▸ **PROBLEM REQUIREMENTS**
Give as output the line that contains "Target: sandy soil", followed by every remaining line of the entries, unchanged and with nothing added.

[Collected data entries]

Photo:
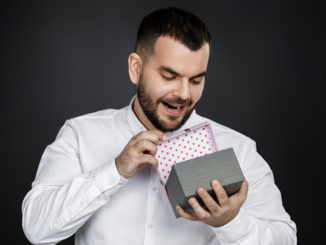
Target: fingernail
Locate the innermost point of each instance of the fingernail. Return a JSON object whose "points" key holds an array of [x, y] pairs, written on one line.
{"points": [[192, 201]]}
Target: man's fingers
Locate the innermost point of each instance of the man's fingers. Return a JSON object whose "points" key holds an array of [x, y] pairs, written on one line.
{"points": [[241, 195], [200, 212], [191, 216], [208, 200], [146, 158], [221, 195], [147, 147], [154, 136]]}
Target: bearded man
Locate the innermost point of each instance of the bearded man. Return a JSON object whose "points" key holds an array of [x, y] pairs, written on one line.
{"points": [[97, 180]]}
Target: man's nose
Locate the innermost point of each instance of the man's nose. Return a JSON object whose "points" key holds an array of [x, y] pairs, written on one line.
{"points": [[182, 89]]}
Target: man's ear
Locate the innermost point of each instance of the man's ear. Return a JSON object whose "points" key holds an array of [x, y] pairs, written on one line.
{"points": [[134, 67]]}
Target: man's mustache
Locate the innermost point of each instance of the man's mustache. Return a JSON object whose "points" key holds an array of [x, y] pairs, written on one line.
{"points": [[177, 101]]}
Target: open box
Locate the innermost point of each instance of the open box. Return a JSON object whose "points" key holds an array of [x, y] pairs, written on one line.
{"points": [[189, 160]]}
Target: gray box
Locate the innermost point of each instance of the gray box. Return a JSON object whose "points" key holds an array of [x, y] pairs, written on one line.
{"points": [[186, 177]]}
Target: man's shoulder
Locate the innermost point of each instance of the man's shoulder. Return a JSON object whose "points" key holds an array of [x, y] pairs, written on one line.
{"points": [[102, 116]]}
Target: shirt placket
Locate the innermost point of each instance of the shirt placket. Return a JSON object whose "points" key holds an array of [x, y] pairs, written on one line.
{"points": [[150, 214]]}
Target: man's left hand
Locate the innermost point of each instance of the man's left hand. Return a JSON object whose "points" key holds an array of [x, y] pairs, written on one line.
{"points": [[217, 213]]}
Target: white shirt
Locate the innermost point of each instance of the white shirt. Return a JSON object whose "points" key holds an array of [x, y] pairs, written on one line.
{"points": [[78, 189]]}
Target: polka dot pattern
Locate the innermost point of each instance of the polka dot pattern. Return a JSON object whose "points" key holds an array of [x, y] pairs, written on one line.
{"points": [[191, 144]]}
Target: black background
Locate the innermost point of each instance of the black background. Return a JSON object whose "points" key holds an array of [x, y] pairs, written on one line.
{"points": [[64, 59]]}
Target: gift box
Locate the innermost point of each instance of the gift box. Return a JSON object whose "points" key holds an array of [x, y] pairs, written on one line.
{"points": [[187, 176], [189, 160]]}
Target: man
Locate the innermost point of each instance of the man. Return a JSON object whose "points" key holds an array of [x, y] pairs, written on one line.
{"points": [[98, 178]]}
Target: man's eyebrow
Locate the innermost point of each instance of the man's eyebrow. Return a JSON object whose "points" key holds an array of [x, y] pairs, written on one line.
{"points": [[169, 70]]}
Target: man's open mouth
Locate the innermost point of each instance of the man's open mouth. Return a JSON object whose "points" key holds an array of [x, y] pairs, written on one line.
{"points": [[173, 107]]}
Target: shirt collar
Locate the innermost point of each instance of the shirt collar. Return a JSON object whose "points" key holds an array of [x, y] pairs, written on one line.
{"points": [[136, 126]]}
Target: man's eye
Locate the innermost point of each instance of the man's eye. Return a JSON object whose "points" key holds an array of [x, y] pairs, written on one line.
{"points": [[167, 78], [196, 82]]}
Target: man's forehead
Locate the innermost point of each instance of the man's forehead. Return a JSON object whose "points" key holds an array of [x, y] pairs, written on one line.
{"points": [[171, 53]]}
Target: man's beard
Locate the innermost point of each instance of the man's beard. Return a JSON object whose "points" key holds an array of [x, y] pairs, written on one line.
{"points": [[149, 108]]}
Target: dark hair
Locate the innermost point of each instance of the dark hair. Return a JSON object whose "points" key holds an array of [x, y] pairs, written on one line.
{"points": [[174, 22]]}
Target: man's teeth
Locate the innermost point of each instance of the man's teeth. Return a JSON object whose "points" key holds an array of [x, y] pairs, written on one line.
{"points": [[175, 108]]}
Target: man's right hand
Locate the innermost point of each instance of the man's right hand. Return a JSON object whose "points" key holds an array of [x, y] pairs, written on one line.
{"points": [[140, 150]]}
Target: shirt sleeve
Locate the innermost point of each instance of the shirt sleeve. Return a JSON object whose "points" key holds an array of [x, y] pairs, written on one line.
{"points": [[262, 218], [63, 197]]}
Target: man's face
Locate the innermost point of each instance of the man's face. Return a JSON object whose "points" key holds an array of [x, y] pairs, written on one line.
{"points": [[171, 83]]}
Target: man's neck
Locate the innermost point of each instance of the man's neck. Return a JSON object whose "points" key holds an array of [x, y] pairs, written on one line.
{"points": [[141, 115]]}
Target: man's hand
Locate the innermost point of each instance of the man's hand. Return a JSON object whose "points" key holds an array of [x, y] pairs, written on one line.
{"points": [[140, 150], [218, 213]]}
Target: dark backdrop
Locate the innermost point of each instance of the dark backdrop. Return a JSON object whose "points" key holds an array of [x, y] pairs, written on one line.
{"points": [[64, 59]]}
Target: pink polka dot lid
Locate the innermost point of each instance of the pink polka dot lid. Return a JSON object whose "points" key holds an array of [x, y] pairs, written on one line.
{"points": [[184, 145]]}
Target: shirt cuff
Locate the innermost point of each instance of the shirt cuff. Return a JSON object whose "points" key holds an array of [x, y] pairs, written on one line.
{"points": [[108, 179], [235, 229]]}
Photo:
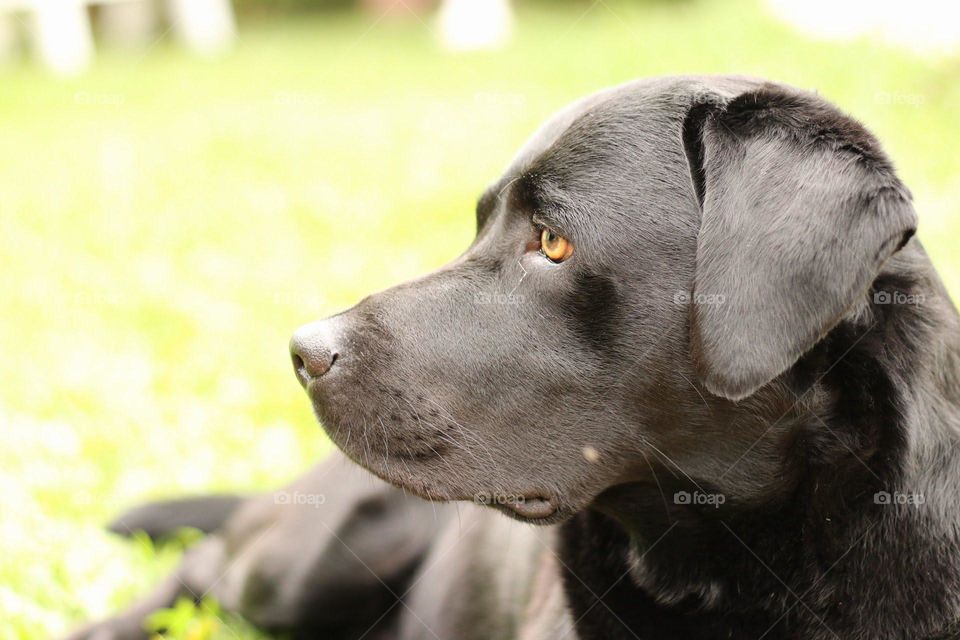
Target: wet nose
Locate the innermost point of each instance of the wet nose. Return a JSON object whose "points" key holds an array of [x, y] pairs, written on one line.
{"points": [[313, 351]]}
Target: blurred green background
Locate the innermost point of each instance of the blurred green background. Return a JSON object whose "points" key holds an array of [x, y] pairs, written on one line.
{"points": [[167, 221]]}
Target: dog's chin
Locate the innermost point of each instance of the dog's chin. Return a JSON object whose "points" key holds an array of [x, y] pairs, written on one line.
{"points": [[416, 475]]}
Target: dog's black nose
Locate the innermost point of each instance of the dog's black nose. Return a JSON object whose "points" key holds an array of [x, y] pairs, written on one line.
{"points": [[312, 351]]}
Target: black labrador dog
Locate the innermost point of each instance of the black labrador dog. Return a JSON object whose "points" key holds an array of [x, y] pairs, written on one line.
{"points": [[694, 340]]}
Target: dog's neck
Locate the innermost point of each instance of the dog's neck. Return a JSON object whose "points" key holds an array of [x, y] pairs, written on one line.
{"points": [[862, 526]]}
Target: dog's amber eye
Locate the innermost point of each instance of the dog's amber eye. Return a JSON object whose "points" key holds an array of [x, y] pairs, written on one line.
{"points": [[554, 246]]}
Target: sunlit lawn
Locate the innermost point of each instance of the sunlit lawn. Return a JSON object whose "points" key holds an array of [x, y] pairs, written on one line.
{"points": [[167, 222]]}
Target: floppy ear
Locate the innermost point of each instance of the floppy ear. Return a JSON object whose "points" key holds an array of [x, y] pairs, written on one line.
{"points": [[800, 210]]}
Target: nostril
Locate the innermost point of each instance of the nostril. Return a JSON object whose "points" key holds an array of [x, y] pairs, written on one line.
{"points": [[312, 352], [298, 364]]}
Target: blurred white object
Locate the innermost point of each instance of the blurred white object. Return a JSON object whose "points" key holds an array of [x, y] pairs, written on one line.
{"points": [[206, 26], [475, 24], [130, 24], [63, 35], [9, 38], [927, 27], [64, 39]]}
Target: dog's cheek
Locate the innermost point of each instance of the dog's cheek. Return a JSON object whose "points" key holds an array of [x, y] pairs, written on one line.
{"points": [[591, 311]]}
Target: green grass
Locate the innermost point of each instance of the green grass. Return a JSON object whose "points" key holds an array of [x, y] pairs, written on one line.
{"points": [[167, 222]]}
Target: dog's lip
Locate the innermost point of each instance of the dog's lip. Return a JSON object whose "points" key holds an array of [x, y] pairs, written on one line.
{"points": [[531, 508]]}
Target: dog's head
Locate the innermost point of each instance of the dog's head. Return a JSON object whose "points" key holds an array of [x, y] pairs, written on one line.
{"points": [[653, 261]]}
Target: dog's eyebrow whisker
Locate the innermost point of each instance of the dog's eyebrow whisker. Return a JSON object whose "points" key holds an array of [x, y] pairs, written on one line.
{"points": [[507, 186], [705, 403], [656, 479], [671, 461]]}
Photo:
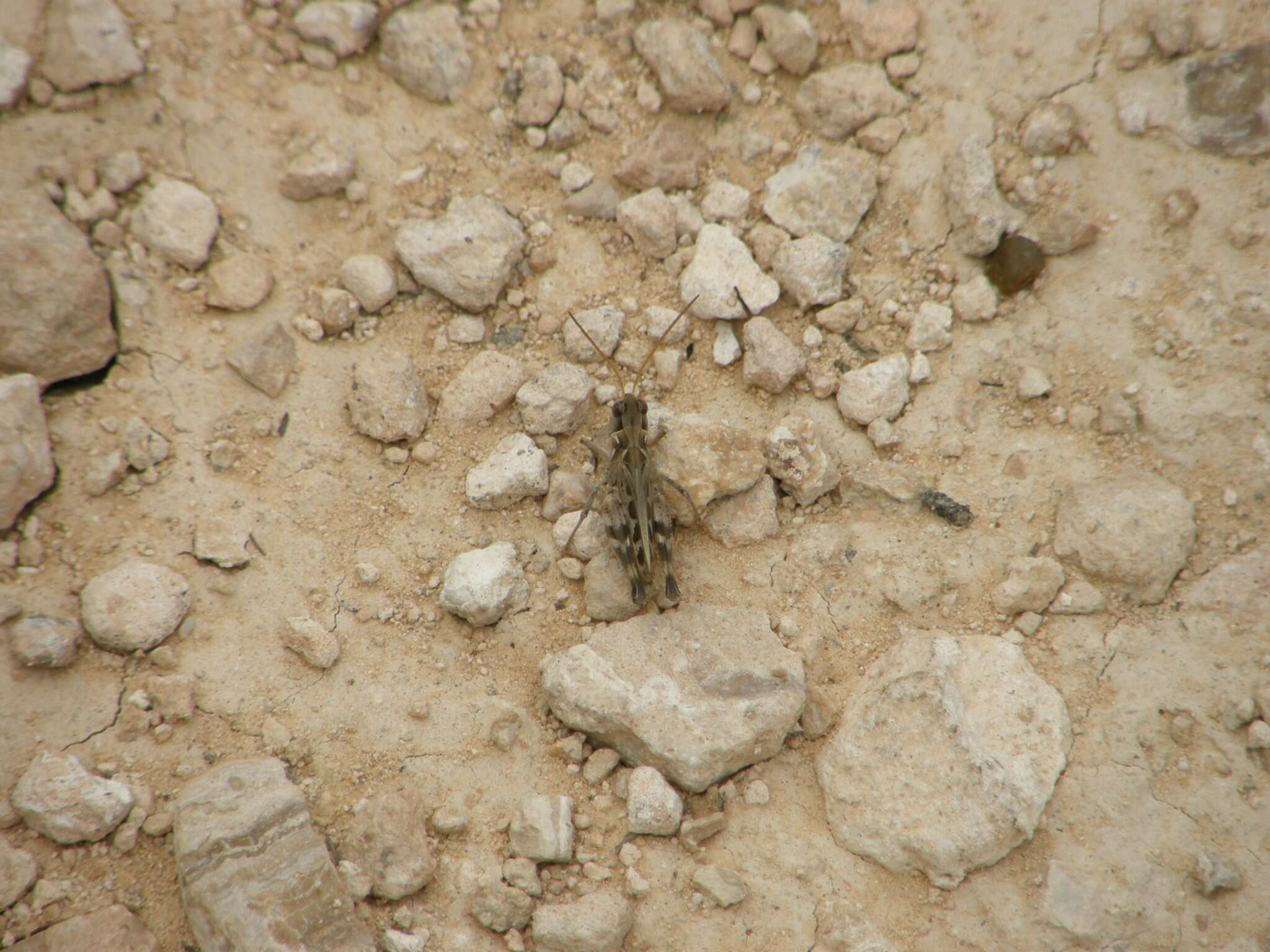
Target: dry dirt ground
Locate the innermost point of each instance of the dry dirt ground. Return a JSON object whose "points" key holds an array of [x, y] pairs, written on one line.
{"points": [[321, 499]]}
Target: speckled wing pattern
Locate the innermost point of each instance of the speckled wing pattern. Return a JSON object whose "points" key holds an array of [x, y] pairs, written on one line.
{"points": [[641, 528]]}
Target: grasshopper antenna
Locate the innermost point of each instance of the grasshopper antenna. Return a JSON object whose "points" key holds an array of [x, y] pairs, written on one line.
{"points": [[668, 328], [606, 358]]}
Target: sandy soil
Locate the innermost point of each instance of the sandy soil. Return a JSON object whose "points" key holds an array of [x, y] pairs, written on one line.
{"points": [[322, 498]]}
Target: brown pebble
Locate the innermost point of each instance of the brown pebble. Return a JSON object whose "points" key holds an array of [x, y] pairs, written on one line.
{"points": [[1015, 265]]}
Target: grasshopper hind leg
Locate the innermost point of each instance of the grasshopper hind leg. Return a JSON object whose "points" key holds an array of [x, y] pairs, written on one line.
{"points": [[624, 547], [664, 537]]}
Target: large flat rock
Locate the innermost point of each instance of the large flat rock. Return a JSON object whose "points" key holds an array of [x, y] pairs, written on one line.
{"points": [[254, 871], [55, 300]]}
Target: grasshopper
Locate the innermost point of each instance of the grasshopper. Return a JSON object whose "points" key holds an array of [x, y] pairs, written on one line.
{"points": [[639, 522]]}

▸ **RESPONSE TO THE TASK**
Target: sandy soil
Locate the innermost point of each instance of the sandy soil. Return a JSON object whose "points" key holds an array of [x, y] pairs, written on one line.
{"points": [[322, 498]]}
Target: brown pebble
Locate the innermost point of each instance of the brown pebble. Return a JSON object whose "points" key holds an array of [x, y] pairs, written on one line.
{"points": [[1015, 265]]}
Target: grasshopper hind leg
Locate the innermost point of each instance of the grasshopper hind leg. Return a JSON object whose "points" key holds an array of [x, y] pairs, written on one line.
{"points": [[624, 547], [664, 537]]}
Target: large flat rock
Locate the innermost point of each instance of the large flat rock. Return a JSON object whose "points" key holds an array of [x, y] pairs, written on one line.
{"points": [[254, 871], [55, 300]]}
Target: grasshopper
Locate the innermost point of each instance of the grasshopper. Return a JSON object whose "points" key holds an array of [x, y] pairs, written on one line.
{"points": [[639, 522]]}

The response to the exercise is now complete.